EXCERPTED TEXT:
---
*As Subverting The Values He Will Be Sworn To Defend

A Nigerian lawyer, Daniel Alagor Esq., has challenged NBA presidential aspirant Aare Muyiwa Akinboro SAN to formally withdraw the Egbe Amofin O’odua court suit that blocked his competitors from the nomination process — describing the aspirant’s submission of a nomination form on April 8 while the court order remains active and adjourned to April 15 as an attempt to win the presidency through judicial manipulation rather than fair democratic contest

In a searing critique titled “Does Akinboro Want To Be An Ex Parte President Of NBA?”, Alagor accused Akinboro of “clearing the field with court orders” and then seeking “the applause of a fair contest,” arguing that the NBA cannot credibly defend justice and due process if its own president arrives in office by subverting the very values he will be sworn to uphold.

On April 8, 2026, Akinboro walked into the offices of the NBA Electoral Committee and submitted his presidential nomination form. He arrived with supporters, thanked God, and young lawyers posed for photographs.

“The Bar should not confuse that photograph with innocence,” Alagor warned.

The submission came against the backdrop of two court orders obtained from the Oyo State High Court on February 24, 2026, by the Incorporated Trustees of Egbe Amofin O’odua a regional association of Yoruba lawyers that effectively froze the entire NBA electoral process except for Akinboro’s candidacy.

The first order, granted by Justice Y.S. Adekunle in Suit No. I/205/2026, was an interim injunction barring the NBA from recognising or processing the nominations of any candidate other than Akinboro. The second order halted all Electoral Committee activities and barred the NBA President from constituting any electoral body.

“Together, both orders froze the entire process, with Akinboro as the only man left standing in an empty field,” Alagor stated.

Alagor framed the central question not as one of credentials or connections but of fitness for office.

“The question before Nigerian lawyers is not whether Akinboro is credentialed or well-connected. It is whether a man who used the judiciary to eliminate competition should be trusted with the presidency of an institution whose entire moral authority rests on fair process. That is not a question about personality. It is a question about fitness,” Alagor wrote.

He cited former Chairman of the National Human Rights Commission, Professor Chidi Anselm Odinkalu, who described the first court order as a “blatantly corrupt” attempt to predetermine the election outcome.

“There is a word for winning a race after locking the other runners out of the stadium. It is not a victory,” Alagor declared.
---
ENTRIES PROVIDED:

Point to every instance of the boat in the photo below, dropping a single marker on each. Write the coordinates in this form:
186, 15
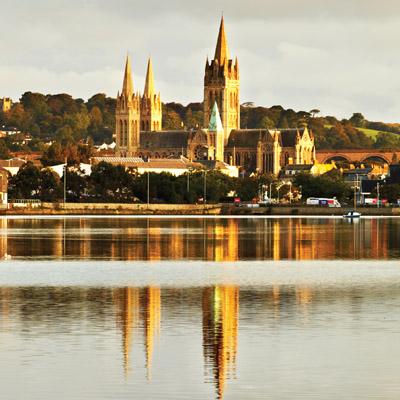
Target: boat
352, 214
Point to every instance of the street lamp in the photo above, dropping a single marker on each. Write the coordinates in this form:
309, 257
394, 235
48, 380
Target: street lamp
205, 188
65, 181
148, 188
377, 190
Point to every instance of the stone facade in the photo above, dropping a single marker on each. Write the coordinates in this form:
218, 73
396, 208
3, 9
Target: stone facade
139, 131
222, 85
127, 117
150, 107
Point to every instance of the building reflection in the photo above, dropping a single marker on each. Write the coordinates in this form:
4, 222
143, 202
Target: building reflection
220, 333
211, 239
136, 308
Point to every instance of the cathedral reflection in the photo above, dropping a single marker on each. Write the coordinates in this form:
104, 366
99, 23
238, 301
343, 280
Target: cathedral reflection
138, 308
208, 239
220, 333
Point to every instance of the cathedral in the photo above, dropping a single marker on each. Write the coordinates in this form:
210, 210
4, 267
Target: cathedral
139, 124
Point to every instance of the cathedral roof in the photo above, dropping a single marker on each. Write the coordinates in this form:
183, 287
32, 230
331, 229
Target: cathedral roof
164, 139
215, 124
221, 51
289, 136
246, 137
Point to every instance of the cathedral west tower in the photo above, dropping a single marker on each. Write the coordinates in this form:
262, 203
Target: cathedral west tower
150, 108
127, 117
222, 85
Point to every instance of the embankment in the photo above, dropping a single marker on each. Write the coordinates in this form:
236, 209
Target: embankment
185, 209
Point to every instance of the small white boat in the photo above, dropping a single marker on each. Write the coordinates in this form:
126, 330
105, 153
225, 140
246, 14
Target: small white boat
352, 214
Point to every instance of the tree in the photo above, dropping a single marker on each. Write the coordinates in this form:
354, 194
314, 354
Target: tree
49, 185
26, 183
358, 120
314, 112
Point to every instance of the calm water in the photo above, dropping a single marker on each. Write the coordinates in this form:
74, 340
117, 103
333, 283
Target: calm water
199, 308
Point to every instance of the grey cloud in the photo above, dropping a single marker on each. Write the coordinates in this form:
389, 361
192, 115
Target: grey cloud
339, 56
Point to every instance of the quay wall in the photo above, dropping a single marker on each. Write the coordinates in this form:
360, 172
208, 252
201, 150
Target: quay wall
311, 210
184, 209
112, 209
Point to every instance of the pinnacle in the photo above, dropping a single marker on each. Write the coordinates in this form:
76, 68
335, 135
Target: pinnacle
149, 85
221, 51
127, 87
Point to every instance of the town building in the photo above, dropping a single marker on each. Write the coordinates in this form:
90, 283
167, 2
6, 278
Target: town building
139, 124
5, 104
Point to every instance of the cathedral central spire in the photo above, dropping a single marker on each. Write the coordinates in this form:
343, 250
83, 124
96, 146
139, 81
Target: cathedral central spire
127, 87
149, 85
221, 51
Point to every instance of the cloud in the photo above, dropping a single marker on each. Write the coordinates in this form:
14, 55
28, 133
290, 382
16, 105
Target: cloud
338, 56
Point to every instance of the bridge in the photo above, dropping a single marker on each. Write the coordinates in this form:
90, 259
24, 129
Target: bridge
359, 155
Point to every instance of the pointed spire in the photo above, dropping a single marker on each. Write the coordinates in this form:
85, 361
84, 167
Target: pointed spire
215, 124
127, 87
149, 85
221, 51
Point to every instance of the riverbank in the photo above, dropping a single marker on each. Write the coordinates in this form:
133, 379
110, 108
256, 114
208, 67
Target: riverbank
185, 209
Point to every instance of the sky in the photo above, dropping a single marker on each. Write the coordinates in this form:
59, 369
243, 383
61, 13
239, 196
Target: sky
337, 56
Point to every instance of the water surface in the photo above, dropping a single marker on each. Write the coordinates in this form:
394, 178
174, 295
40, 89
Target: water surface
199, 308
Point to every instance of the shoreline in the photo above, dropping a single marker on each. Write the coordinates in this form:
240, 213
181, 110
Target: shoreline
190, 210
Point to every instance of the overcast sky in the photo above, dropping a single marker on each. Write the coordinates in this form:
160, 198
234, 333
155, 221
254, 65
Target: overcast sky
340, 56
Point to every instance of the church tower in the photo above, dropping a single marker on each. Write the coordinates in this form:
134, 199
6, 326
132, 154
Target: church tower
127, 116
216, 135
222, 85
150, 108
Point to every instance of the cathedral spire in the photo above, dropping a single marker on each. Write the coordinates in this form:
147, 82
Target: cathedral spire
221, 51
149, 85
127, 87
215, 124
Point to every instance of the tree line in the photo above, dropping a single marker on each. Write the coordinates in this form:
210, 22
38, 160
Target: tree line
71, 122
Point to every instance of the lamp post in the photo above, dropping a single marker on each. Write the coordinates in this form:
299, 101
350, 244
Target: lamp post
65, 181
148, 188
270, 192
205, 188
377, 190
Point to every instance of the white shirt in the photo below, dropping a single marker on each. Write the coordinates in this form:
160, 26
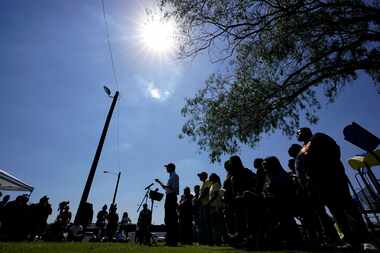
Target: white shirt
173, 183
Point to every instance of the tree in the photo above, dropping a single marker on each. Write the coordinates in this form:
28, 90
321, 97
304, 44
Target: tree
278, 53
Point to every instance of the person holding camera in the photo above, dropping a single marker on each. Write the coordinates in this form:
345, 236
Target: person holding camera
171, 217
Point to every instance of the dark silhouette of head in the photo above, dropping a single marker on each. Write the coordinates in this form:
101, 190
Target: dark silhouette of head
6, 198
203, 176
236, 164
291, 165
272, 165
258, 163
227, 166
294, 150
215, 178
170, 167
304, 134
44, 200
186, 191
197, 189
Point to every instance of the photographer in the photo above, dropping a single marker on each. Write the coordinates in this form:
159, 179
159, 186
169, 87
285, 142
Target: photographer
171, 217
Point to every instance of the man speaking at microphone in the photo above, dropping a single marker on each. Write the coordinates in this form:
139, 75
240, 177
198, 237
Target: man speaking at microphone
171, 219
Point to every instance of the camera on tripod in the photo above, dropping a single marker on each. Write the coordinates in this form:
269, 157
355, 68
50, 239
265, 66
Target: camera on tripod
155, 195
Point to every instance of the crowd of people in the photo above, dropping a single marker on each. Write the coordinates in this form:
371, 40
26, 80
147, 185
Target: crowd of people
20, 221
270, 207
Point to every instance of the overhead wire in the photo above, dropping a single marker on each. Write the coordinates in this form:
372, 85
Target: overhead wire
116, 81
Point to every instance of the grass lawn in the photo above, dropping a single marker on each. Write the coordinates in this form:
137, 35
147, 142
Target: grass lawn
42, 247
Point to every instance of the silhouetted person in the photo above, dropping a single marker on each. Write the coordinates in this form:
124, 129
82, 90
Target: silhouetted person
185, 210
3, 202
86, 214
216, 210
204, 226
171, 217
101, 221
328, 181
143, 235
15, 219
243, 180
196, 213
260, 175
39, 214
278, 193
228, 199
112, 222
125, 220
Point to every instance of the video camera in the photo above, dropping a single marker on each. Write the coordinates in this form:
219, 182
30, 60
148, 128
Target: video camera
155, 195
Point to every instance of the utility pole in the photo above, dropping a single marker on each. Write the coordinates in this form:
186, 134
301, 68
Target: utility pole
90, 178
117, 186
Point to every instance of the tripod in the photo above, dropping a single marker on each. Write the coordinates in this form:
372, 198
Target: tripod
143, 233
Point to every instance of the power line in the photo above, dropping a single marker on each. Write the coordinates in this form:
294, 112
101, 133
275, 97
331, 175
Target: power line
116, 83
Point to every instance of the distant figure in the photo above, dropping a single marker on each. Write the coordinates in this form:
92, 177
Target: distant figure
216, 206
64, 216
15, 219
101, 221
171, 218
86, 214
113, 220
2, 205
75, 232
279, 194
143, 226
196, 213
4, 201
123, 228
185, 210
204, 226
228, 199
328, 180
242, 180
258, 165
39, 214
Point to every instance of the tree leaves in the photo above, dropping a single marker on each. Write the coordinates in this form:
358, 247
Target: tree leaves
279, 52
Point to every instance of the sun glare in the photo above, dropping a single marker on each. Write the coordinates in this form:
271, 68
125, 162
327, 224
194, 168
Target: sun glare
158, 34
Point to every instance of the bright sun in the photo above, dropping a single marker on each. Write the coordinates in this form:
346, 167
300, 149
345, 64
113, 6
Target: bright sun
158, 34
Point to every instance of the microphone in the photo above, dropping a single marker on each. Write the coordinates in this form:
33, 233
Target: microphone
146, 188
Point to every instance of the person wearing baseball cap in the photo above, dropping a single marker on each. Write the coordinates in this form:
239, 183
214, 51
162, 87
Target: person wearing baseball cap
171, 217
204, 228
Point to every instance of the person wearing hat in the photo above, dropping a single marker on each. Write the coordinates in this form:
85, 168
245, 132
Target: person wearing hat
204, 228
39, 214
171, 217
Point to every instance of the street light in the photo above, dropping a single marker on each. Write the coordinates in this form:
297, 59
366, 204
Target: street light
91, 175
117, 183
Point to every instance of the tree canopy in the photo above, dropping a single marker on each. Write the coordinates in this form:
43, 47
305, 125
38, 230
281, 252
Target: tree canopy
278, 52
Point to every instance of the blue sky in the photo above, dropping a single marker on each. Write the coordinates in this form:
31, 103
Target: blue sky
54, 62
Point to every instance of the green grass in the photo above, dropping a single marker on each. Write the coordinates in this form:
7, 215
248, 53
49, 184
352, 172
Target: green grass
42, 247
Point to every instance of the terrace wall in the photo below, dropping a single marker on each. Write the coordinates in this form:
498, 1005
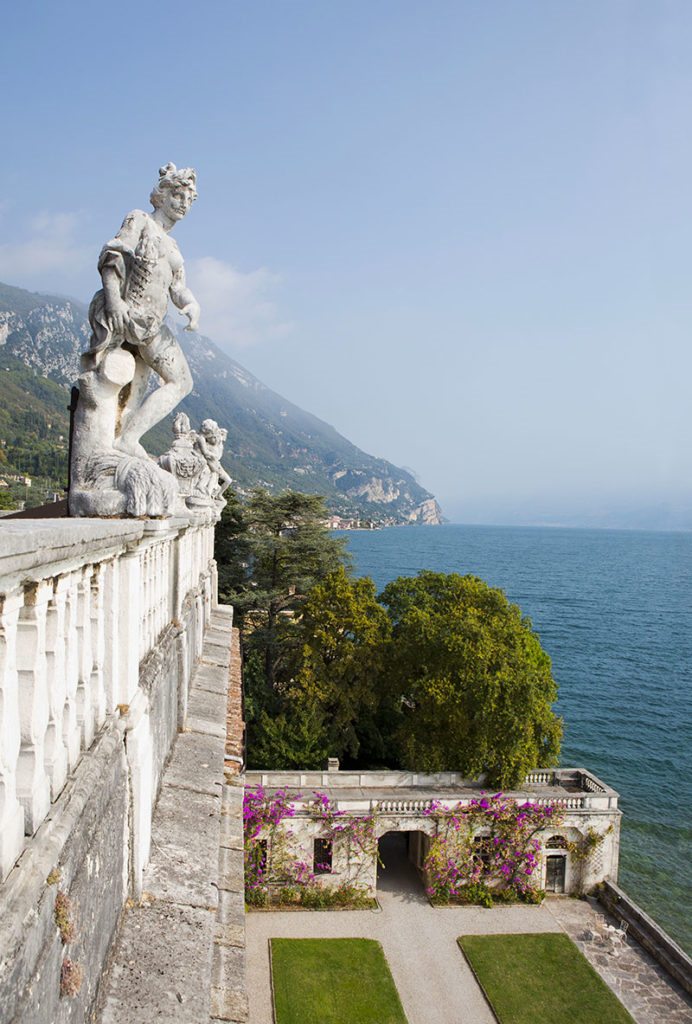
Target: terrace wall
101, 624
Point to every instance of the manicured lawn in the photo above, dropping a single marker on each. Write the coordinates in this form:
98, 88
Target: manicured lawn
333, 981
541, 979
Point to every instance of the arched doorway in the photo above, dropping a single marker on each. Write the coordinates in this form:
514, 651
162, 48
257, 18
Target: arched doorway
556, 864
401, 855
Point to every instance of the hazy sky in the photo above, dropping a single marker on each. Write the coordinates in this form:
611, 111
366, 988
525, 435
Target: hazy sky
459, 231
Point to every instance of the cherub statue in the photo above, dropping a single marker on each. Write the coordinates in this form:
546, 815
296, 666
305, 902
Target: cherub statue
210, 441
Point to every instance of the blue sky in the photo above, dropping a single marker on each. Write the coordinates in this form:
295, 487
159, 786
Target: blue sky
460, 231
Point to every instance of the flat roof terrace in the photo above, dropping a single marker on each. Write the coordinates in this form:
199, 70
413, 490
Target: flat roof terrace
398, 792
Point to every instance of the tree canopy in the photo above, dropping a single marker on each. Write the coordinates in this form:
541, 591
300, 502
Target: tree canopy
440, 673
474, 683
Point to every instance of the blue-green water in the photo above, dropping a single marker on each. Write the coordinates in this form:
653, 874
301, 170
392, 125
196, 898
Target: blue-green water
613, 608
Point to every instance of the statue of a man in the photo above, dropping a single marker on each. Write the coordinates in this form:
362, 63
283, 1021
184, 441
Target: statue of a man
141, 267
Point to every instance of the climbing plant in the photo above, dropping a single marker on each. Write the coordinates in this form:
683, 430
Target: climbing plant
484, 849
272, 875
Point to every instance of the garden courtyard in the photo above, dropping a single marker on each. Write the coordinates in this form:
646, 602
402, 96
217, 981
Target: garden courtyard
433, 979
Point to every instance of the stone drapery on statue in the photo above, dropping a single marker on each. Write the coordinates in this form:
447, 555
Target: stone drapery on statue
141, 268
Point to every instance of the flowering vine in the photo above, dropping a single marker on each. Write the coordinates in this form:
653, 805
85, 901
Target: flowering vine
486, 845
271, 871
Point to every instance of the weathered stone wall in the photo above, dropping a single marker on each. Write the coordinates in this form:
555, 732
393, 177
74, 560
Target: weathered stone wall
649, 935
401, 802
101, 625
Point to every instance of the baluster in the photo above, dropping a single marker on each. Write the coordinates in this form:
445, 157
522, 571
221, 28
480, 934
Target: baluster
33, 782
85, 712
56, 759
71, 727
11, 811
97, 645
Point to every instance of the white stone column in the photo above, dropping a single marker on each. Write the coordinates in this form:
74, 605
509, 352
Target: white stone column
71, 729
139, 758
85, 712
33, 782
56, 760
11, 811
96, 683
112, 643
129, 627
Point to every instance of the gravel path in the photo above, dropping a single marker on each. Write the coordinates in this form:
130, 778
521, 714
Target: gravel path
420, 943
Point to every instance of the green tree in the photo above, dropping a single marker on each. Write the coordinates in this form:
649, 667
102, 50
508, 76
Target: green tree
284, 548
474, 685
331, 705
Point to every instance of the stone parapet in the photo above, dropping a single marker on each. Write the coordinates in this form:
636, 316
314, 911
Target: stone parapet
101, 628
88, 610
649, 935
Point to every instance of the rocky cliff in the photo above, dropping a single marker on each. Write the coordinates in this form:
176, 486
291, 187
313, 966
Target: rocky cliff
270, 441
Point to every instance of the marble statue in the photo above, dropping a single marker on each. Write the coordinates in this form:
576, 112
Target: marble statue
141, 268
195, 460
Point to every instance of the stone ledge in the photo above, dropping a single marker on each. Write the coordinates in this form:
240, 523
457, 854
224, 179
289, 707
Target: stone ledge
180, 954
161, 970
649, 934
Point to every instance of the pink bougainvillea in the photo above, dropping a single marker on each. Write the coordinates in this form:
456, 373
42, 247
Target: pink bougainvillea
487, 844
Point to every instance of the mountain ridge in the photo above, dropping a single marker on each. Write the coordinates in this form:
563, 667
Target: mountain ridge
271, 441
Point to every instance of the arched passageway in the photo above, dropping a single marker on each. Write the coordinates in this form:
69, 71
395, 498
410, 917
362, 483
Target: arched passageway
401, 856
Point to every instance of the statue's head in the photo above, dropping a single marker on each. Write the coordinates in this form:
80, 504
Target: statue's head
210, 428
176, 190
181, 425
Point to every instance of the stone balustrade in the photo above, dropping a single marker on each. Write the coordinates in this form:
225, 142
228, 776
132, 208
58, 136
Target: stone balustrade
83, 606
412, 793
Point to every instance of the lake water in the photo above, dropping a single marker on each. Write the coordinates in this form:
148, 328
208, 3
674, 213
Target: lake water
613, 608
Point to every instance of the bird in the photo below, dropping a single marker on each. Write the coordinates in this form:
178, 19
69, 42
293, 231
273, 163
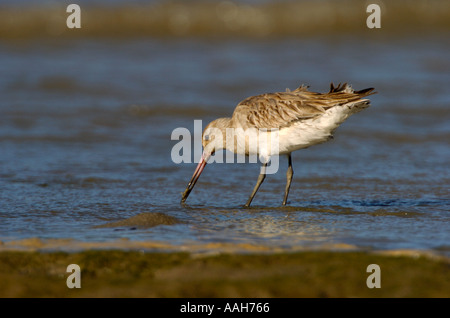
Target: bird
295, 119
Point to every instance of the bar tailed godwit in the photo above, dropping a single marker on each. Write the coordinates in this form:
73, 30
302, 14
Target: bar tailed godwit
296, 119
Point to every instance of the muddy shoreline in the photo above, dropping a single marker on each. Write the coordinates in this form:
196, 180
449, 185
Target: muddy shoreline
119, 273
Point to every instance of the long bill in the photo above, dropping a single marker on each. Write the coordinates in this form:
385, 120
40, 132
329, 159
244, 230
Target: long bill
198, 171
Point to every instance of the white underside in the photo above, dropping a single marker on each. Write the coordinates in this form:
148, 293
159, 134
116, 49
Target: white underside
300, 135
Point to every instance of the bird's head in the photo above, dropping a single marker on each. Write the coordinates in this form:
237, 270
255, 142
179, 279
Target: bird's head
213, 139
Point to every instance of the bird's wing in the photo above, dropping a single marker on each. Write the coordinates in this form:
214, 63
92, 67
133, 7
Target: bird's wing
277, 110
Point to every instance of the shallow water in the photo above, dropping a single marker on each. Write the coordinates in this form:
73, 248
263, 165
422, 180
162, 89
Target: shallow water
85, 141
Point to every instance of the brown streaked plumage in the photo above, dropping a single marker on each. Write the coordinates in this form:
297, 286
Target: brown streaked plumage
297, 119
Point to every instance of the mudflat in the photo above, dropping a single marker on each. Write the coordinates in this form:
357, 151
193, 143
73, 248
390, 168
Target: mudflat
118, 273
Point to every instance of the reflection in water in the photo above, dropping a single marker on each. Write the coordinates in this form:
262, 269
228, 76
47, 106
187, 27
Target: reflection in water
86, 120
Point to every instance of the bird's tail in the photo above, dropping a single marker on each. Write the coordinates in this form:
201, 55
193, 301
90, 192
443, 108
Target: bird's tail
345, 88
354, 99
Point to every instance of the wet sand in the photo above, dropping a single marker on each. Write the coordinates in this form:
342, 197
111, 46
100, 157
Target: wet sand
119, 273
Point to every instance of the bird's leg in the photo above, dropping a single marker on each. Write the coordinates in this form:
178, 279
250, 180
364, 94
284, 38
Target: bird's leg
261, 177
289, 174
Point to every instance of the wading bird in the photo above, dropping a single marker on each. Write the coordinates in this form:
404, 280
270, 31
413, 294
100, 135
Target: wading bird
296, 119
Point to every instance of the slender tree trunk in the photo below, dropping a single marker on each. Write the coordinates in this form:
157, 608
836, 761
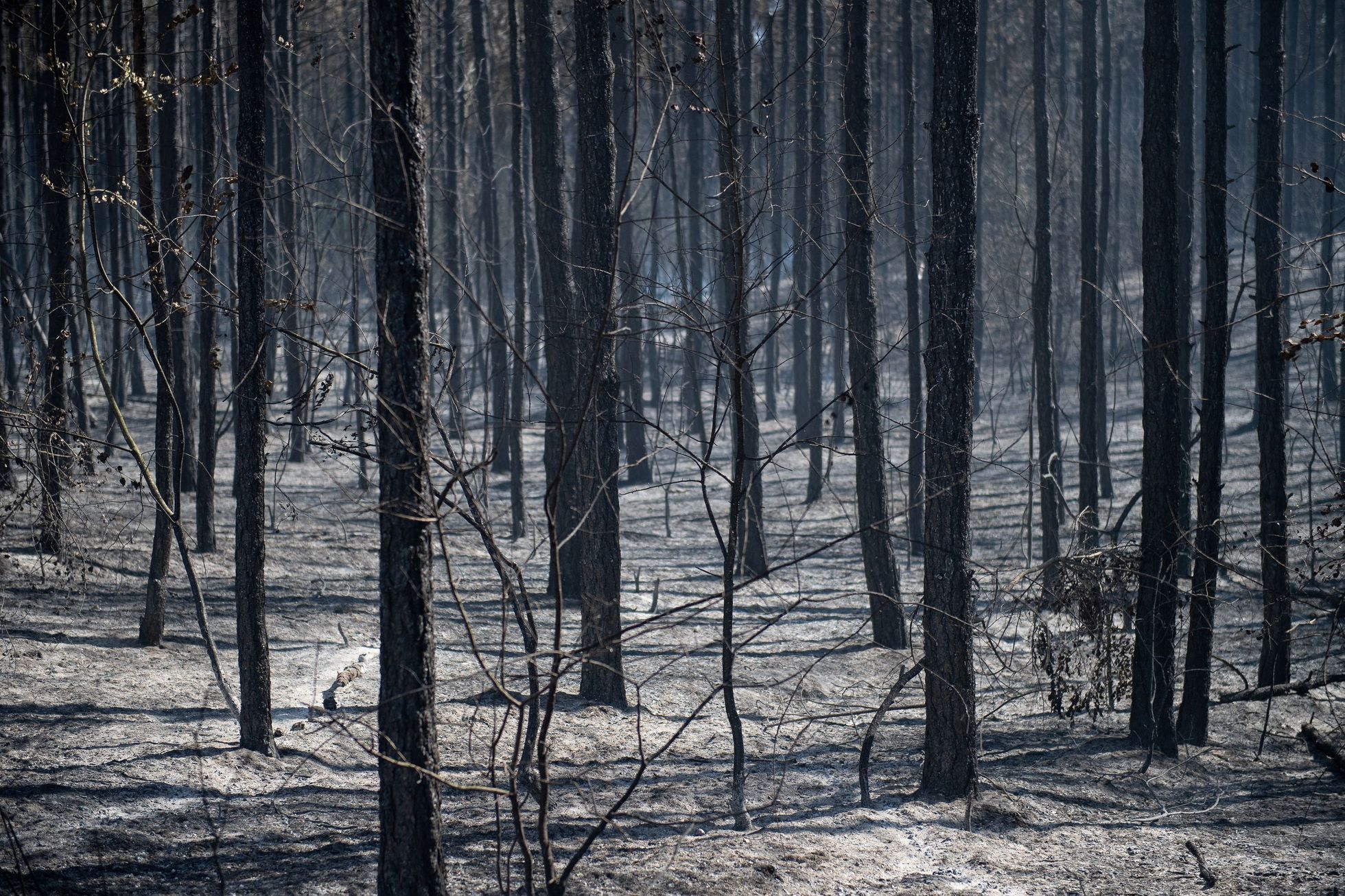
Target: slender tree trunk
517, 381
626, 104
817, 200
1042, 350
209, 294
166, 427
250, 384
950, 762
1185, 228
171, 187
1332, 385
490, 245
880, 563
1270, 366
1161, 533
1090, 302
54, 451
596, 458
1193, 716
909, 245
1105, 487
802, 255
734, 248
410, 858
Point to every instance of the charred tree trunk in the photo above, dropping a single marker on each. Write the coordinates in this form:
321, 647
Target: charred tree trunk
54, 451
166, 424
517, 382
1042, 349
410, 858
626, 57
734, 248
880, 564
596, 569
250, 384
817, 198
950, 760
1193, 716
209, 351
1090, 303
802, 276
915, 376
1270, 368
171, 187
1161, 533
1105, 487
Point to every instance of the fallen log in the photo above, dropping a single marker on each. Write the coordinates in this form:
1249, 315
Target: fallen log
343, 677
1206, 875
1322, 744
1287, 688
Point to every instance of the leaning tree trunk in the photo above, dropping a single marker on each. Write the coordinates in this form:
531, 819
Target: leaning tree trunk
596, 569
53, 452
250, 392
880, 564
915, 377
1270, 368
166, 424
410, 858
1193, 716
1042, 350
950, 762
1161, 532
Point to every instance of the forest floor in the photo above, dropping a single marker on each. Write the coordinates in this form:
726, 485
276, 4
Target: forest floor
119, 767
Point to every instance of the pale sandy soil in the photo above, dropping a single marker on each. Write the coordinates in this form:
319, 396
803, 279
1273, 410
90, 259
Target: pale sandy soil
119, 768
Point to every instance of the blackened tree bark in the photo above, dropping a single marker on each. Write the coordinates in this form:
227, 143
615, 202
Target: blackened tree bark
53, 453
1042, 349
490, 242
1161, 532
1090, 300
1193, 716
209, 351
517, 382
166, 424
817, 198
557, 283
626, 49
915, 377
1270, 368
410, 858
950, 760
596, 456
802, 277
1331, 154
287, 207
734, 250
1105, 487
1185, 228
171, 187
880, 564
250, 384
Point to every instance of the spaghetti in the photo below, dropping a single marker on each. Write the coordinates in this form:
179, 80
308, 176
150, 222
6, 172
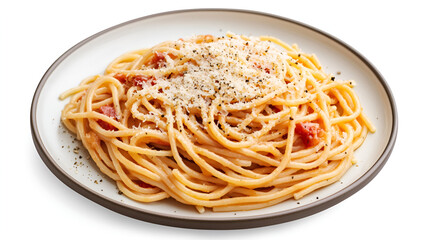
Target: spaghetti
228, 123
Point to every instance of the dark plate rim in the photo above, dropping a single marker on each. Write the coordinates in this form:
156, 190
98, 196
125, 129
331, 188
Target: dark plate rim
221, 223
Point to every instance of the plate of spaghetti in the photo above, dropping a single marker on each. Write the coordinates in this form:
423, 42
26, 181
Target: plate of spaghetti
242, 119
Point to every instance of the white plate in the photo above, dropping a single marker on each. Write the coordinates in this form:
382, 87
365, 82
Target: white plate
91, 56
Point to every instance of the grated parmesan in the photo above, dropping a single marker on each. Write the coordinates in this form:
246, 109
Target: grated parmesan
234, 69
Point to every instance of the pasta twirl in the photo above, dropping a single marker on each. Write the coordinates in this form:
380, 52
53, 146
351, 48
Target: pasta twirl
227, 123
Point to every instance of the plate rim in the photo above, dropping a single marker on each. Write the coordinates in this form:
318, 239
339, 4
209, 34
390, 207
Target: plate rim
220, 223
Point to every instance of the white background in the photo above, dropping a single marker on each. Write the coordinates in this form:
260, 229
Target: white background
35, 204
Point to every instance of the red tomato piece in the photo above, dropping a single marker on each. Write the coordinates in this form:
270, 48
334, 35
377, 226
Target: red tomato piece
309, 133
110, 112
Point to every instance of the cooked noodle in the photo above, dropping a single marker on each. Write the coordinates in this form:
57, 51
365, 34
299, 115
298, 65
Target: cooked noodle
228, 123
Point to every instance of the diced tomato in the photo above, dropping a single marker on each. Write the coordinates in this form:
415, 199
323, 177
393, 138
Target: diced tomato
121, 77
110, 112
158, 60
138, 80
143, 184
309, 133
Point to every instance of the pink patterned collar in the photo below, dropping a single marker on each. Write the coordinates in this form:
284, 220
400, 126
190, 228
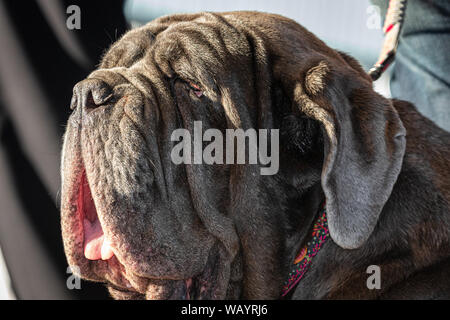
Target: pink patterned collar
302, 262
---
TASKS TO CARRY OUT:
a - In the article on the NBA presidential race, which court issued the two orders obtained on February 24, 2026?
b - Write the next paragraphs of the article on the NBA presidential race, picking up after its final line.

EXPECTED OUTPUTS:
a - The Oyo State High Court.

b -
Alagor exposed what he described as a fundamental logical contradiction in the Egbe Amofin suit.

“Egbe Amofin argued before the court that the NBA constitution does not recognise zoning in a manner that creates a sole candidacy, then used precisely that argument to demand Akinboro be recognised as the sole candidate. They cited the Constitution to produce an outcome that the Constitution forbids. They invoked the rule of law to destroy it,” Alagor stated.

“In a profession built on the integrity of legal reasoning, that is not a minor inconsistency. It is a confession,” he added.

He further pointed to Article 20, Part III, Second Schedule of the NBA Constitution, which prohibits any Branch, Section, or Forum from endorsing any aspirant for elective office in the Association, with violators facing referral to the Disciplinary Committee for professional misconduct.

“The drafters of that clause built a wall against precisely this conduct. The wall was not merely breached. It was demolished, and the rubble was used to build a podium,” Alagor wrote.

Alagor addressed Akinboro’s public denial of involvement in the Egbe Amofin suit with a Yoruba proverb and a logical challenge.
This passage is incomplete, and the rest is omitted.